Work item
Report each line of the data that has "orange" somewhere in it.
========================================================================
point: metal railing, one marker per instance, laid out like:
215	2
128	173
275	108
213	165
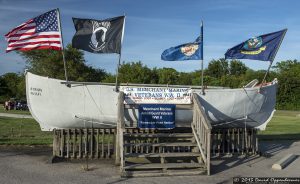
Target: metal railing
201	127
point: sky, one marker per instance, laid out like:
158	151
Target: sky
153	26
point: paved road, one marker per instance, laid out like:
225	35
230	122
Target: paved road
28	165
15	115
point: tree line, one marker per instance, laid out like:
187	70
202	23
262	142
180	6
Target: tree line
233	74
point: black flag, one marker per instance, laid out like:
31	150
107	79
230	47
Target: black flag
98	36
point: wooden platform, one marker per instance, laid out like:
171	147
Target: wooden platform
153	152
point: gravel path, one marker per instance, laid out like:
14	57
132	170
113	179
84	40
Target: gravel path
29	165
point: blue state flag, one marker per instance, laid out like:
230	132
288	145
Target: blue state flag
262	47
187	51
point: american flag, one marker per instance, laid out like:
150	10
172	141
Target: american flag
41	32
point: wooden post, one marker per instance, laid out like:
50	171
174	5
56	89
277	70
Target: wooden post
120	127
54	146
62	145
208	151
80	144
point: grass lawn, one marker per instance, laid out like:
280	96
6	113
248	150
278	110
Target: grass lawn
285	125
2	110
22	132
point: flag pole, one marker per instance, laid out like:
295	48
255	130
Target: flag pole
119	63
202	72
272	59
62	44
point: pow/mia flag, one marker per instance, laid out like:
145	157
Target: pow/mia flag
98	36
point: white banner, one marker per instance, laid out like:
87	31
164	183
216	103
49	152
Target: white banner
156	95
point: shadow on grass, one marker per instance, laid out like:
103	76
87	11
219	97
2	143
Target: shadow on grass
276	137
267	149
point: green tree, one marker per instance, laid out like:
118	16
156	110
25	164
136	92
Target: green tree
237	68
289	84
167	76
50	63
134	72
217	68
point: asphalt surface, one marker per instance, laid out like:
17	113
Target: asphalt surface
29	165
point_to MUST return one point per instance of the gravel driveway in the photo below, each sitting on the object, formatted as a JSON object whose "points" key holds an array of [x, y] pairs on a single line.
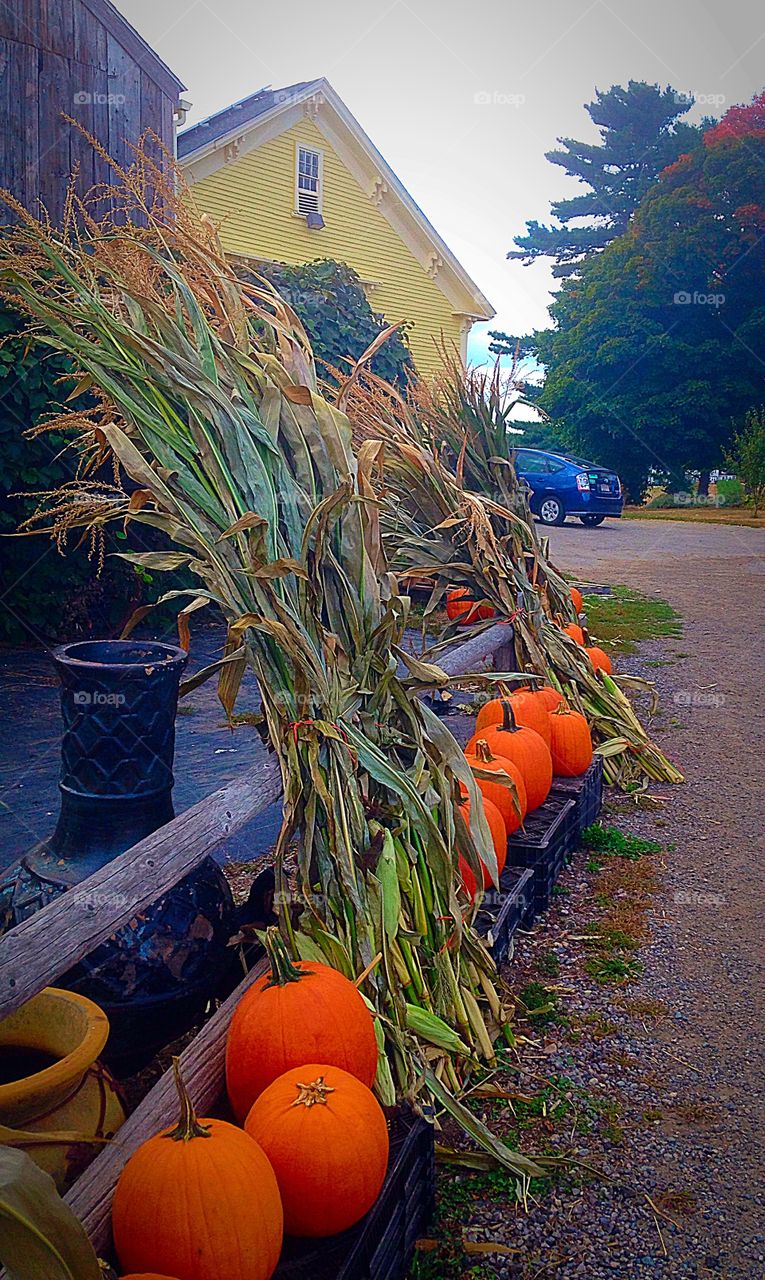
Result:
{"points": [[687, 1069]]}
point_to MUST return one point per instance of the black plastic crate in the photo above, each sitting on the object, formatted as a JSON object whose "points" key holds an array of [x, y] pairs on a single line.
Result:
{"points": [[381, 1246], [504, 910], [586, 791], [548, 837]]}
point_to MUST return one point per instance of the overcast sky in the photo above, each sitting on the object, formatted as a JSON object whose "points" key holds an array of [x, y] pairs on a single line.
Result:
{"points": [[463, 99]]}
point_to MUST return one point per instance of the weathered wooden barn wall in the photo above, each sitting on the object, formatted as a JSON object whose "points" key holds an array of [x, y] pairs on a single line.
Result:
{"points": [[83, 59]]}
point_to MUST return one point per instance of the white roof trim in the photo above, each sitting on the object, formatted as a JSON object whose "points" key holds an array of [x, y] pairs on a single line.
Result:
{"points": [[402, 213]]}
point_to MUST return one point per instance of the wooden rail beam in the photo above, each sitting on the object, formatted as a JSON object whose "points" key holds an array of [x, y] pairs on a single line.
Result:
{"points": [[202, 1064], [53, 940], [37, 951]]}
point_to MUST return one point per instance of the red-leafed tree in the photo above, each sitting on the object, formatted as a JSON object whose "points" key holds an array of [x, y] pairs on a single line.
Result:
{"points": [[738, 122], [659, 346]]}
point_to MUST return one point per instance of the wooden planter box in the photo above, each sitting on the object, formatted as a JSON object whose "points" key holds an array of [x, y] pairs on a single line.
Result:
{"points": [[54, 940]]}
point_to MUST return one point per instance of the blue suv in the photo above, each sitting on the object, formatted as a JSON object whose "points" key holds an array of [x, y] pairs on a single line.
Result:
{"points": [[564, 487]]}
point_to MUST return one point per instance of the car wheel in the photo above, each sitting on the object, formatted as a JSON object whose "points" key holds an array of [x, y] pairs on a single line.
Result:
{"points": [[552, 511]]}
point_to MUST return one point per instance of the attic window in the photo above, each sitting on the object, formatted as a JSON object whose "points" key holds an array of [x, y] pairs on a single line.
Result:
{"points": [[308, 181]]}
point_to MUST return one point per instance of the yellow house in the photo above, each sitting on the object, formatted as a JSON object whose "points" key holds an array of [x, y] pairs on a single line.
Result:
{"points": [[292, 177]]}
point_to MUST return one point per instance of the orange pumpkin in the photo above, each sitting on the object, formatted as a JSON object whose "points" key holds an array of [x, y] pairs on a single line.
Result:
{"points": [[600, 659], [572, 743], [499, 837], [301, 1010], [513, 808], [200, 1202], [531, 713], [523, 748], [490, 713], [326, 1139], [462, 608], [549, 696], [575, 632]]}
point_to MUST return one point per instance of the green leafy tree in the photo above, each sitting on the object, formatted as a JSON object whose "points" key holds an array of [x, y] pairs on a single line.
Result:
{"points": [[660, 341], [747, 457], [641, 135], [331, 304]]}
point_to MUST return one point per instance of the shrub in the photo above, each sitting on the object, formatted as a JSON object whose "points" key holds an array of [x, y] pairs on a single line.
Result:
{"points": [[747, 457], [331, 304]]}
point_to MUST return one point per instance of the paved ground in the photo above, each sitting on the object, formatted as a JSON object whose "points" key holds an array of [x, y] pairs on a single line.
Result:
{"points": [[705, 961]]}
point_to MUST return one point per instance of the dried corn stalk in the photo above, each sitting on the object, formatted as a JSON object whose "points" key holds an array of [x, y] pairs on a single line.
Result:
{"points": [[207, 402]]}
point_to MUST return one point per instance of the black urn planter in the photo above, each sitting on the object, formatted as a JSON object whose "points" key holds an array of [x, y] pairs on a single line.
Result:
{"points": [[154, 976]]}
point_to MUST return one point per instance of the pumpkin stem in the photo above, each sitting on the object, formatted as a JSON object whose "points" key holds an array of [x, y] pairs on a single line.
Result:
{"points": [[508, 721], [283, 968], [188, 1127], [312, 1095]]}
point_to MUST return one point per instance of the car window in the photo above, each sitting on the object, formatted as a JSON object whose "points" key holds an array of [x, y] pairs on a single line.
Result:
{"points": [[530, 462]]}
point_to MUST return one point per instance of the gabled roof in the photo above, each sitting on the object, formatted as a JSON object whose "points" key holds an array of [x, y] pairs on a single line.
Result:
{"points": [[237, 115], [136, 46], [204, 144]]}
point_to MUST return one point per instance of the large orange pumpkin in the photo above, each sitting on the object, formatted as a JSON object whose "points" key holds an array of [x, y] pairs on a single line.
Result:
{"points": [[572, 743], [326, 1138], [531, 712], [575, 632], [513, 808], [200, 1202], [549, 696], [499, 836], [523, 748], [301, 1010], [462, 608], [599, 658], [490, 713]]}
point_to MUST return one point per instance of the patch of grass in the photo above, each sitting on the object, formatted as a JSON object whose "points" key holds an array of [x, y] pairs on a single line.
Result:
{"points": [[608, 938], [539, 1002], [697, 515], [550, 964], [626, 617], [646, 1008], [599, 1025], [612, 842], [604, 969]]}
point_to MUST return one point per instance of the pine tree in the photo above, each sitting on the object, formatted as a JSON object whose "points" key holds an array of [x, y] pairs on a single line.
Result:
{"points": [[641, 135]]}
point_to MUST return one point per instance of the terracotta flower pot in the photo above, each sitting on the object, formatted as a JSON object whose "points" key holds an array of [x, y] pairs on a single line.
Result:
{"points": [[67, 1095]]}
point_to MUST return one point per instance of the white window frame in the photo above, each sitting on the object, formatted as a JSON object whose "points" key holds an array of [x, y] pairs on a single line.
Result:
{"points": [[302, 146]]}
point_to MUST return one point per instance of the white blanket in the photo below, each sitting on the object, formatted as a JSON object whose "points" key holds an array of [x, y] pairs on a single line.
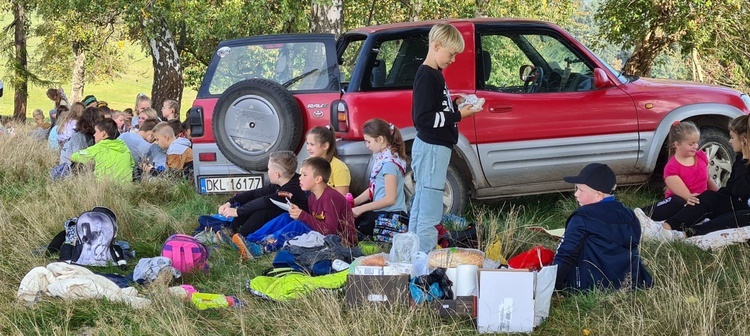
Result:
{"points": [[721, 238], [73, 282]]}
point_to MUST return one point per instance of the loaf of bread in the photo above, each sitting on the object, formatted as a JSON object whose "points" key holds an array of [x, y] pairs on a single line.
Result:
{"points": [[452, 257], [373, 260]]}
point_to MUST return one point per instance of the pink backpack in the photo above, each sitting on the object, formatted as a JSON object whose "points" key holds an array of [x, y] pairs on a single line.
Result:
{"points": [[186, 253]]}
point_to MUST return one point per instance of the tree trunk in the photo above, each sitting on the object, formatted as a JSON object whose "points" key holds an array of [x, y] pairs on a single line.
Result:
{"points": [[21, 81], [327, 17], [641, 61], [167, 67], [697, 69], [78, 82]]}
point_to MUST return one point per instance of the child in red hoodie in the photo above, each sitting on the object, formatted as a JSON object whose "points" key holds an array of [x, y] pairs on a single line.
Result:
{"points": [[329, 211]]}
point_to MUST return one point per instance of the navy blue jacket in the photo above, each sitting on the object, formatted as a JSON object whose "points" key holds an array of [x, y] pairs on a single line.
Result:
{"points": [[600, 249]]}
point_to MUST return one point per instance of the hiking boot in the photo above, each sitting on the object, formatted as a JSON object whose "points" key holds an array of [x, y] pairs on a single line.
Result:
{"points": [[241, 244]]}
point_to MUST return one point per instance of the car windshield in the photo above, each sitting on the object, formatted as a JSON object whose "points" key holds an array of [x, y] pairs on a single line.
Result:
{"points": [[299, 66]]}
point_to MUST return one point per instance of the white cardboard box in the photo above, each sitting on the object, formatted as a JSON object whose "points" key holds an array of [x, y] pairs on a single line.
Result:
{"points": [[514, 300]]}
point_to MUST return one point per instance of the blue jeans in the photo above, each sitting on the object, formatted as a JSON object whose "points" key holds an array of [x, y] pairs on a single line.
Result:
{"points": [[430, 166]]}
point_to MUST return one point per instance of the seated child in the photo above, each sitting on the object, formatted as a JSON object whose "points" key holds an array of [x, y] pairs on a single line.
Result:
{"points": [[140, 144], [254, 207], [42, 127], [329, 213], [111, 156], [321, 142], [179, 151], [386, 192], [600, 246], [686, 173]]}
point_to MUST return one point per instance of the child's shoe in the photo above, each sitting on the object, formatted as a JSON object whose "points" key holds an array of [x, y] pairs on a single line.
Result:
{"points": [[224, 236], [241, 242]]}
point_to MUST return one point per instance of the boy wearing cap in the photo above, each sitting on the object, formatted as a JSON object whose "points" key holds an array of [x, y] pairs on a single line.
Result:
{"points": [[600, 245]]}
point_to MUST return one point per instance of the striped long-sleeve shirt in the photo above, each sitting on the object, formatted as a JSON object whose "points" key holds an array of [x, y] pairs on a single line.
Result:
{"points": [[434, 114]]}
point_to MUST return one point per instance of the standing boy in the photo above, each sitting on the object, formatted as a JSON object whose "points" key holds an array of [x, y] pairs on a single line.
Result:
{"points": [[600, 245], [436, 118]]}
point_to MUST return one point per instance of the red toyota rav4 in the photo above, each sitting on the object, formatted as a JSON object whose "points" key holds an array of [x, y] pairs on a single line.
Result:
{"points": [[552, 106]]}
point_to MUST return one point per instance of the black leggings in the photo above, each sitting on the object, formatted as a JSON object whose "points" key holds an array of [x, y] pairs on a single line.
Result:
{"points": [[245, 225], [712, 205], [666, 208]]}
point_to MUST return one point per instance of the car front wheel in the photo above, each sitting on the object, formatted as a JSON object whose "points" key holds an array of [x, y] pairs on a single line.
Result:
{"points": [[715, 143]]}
========================================================================
Task response
point_to MUST return one point per instance of the orange pumpkin in the photo above, each sitting on the object, formatted as a JSON object whose "points" key holds an array of [x, y] pairs on a single line.
point_to MUST return one point per instance of the large orange pumpkin in the photo above, each sitting on the object, formatted as a JSON object whose "points" key holds an array of [x, y] pairs on a single line.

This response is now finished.